§ **Do this**: Print the entire listing. Each line must match the original exactly.

§ **Record list**:

• • • • •

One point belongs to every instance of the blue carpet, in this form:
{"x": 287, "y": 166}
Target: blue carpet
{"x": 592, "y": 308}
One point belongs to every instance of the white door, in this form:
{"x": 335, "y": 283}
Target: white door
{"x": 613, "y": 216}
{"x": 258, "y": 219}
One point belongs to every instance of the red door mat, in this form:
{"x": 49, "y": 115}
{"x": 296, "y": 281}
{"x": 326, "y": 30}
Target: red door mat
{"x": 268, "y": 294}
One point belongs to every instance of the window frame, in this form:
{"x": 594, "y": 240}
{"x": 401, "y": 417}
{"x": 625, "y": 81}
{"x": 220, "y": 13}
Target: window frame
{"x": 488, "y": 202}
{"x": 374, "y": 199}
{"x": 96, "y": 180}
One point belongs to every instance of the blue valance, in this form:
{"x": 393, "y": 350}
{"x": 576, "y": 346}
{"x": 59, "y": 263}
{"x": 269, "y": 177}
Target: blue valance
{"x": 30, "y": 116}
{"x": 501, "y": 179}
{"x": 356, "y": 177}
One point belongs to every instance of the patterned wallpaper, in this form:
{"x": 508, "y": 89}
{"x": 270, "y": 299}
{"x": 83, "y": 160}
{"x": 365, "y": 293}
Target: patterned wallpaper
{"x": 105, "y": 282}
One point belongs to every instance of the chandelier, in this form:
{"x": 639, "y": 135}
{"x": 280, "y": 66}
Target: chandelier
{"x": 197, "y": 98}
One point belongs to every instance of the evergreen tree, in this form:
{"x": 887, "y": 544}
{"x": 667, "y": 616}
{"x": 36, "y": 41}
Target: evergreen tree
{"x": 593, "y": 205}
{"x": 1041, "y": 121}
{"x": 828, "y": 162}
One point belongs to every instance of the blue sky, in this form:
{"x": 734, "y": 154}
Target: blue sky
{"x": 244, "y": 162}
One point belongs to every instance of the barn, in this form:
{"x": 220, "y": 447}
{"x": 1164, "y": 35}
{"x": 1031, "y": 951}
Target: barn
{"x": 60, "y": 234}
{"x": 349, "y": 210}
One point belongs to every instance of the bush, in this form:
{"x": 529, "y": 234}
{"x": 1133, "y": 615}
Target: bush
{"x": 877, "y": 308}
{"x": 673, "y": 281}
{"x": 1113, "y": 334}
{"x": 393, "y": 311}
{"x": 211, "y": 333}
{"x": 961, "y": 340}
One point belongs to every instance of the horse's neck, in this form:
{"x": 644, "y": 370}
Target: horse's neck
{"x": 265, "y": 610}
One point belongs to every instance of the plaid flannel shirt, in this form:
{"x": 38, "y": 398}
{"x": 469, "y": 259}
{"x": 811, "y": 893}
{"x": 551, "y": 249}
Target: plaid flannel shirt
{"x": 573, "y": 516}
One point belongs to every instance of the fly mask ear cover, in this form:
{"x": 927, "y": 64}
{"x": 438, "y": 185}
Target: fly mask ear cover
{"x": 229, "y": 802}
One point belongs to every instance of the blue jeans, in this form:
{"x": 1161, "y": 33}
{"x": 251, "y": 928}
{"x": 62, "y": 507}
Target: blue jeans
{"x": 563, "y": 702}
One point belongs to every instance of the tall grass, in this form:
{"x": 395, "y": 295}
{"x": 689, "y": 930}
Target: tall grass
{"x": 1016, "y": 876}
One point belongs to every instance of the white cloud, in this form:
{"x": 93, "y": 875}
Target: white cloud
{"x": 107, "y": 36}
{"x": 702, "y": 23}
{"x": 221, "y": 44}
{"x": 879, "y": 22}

• • • • •

§ **Response to the exercise**:
One point belongs to every instance of the blue carpet, in this form:
{"x": 287, "y": 166}
Target: blue carpet
{"x": 592, "y": 308}
One point belongs to every instance of the white door, in this form:
{"x": 335, "y": 283}
Target: white door
{"x": 613, "y": 216}
{"x": 258, "y": 219}
One point belongs to every instance of the red door mat, in this form:
{"x": 49, "y": 115}
{"x": 296, "y": 281}
{"x": 326, "y": 30}
Target: red door mat
{"x": 268, "y": 294}
One point belongs to every instance of the window frame, in this form:
{"x": 594, "y": 240}
{"x": 401, "y": 417}
{"x": 625, "y": 81}
{"x": 220, "y": 13}
Target: window frame
{"x": 488, "y": 202}
{"x": 374, "y": 199}
{"x": 96, "y": 180}
One point belongs to every instance of the blue valance, in this form:
{"x": 393, "y": 350}
{"x": 576, "y": 346}
{"x": 59, "y": 263}
{"x": 269, "y": 177}
Target: blue valance
{"x": 30, "y": 116}
{"x": 501, "y": 179}
{"x": 356, "y": 177}
One point belongs to every instance of the patterned wallpaper, in this form:
{"x": 508, "y": 89}
{"x": 270, "y": 299}
{"x": 83, "y": 160}
{"x": 365, "y": 293}
Target: patterned wallpaper
{"x": 105, "y": 282}
One point belongs to every instance of the chandelier, in this form:
{"x": 639, "y": 135}
{"x": 280, "y": 66}
Target: chandelier
{"x": 197, "y": 98}
One point belongs to every instance of the evergreen tree, in this form:
{"x": 887, "y": 544}
{"x": 667, "y": 616}
{"x": 36, "y": 41}
Target: evergreen tree
{"x": 593, "y": 205}
{"x": 1041, "y": 121}
{"x": 828, "y": 162}
One point belongs to every instance of the blue sky, in this form:
{"x": 734, "y": 154}
Target: blue sky
{"x": 244, "y": 162}
One point belongs to every instance of the barn, in this form:
{"x": 220, "y": 447}
{"x": 1164, "y": 35}
{"x": 1031, "y": 951}
Target: barn
{"x": 60, "y": 234}
{"x": 349, "y": 210}
One point belongs to every instance of the bush, in this form:
{"x": 529, "y": 234}
{"x": 1133, "y": 615}
Target: bush
{"x": 877, "y": 308}
{"x": 673, "y": 281}
{"x": 1113, "y": 334}
{"x": 393, "y": 311}
{"x": 211, "y": 333}
{"x": 961, "y": 340}
One point belongs to every instance of the horse's neck, in this form:
{"x": 644, "y": 370}
Target: horse's neck
{"x": 265, "y": 610}
One point belongs to every instance of the plaid flannel shirt, in this form:
{"x": 38, "y": 398}
{"x": 469, "y": 259}
{"x": 811, "y": 893}
{"x": 551, "y": 249}
Target: plaid flannel shirt
{"x": 573, "y": 516}
One point belongs to every instance of the fly mask ear cover, in this form:
{"x": 927, "y": 64}
{"x": 438, "y": 185}
Target: fly mask ear cover
{"x": 229, "y": 802}
One point belongs to every instance of the blue jeans, in this form:
{"x": 1161, "y": 33}
{"x": 251, "y": 928}
{"x": 62, "y": 507}
Target: blue jeans
{"x": 563, "y": 702}
One point belongs to every instance of the tall grass, in this form:
{"x": 395, "y": 295}
{"x": 689, "y": 930}
Target: tall grass
{"x": 1016, "y": 876}
One point belongs to every instance of the white cloud, in this form:
{"x": 93, "y": 875}
Target: white cloud
{"x": 107, "y": 36}
{"x": 702, "y": 23}
{"x": 221, "y": 44}
{"x": 879, "y": 22}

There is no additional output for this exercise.